[Start of Attachment]
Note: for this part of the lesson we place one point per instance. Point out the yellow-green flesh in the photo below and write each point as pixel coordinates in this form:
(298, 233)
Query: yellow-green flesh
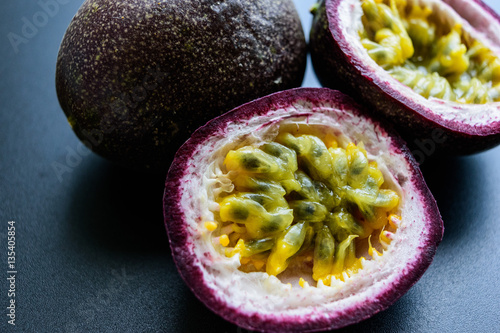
(304, 200)
(435, 59)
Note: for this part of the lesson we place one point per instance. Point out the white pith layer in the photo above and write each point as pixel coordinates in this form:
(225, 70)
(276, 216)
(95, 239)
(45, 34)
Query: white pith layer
(479, 25)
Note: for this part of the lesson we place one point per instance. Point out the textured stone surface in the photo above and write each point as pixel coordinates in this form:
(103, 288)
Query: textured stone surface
(92, 250)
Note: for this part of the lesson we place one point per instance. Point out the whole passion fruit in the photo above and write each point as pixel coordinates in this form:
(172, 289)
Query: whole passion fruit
(298, 212)
(136, 77)
(430, 67)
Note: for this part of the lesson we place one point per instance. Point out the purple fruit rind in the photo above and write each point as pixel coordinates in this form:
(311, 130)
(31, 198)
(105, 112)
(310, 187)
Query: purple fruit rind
(338, 67)
(188, 264)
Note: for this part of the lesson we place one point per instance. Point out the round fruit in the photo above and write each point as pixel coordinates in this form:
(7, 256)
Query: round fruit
(431, 67)
(136, 77)
(298, 212)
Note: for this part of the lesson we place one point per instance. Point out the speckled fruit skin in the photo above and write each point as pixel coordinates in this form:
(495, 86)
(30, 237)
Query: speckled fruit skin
(182, 238)
(338, 67)
(136, 77)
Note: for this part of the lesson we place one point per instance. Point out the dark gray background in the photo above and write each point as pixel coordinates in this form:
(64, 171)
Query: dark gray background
(92, 253)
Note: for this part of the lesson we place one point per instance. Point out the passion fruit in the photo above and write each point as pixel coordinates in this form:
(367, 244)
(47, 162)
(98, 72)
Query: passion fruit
(430, 67)
(298, 212)
(136, 77)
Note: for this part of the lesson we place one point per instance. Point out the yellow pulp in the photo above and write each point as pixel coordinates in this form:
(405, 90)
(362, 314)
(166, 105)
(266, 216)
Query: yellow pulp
(305, 200)
(433, 59)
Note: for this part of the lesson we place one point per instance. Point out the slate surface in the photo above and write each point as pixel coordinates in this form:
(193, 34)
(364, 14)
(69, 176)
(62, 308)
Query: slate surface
(91, 250)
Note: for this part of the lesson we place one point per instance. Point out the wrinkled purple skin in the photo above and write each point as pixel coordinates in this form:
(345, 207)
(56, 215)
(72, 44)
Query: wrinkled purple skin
(182, 245)
(137, 77)
(338, 67)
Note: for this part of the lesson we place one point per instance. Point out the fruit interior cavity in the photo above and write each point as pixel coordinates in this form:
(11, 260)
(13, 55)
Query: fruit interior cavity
(303, 200)
(421, 49)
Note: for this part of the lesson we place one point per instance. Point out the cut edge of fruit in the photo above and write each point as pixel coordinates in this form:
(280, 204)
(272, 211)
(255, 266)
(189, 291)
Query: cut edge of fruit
(282, 308)
(344, 24)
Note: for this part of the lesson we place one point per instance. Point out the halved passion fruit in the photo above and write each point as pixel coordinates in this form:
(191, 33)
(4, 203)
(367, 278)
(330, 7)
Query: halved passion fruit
(431, 67)
(297, 212)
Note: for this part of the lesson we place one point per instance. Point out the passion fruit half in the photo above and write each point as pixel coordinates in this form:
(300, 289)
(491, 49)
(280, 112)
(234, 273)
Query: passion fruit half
(136, 77)
(298, 212)
(430, 67)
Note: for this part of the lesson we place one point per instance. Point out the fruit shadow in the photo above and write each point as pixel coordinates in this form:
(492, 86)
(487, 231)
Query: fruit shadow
(119, 209)
(453, 182)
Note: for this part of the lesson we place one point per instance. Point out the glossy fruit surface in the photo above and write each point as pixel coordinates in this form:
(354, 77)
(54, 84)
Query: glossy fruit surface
(429, 67)
(135, 77)
(298, 212)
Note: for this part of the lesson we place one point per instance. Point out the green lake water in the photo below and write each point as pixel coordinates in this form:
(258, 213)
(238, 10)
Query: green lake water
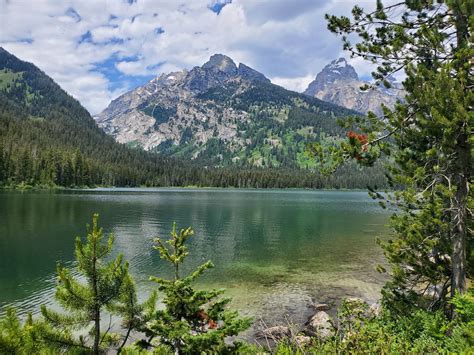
(276, 251)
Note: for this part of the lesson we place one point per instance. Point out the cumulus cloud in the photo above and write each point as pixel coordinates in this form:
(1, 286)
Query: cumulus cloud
(99, 49)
[End of Attachment]
→ **PROMPT**:
Copy every line from the material in which the word "below" can be found.

→ **FINAL ANSWER**:
Note: for this part of the lesson we place one point per instance. Point out the yellow-green flesh in the photo below and write each point as pixel coordinates in this form:
Note: for this part of the lesson we place one point per instance. Point out the green lake water in the photo below and write each point as pixel coordinates in this form:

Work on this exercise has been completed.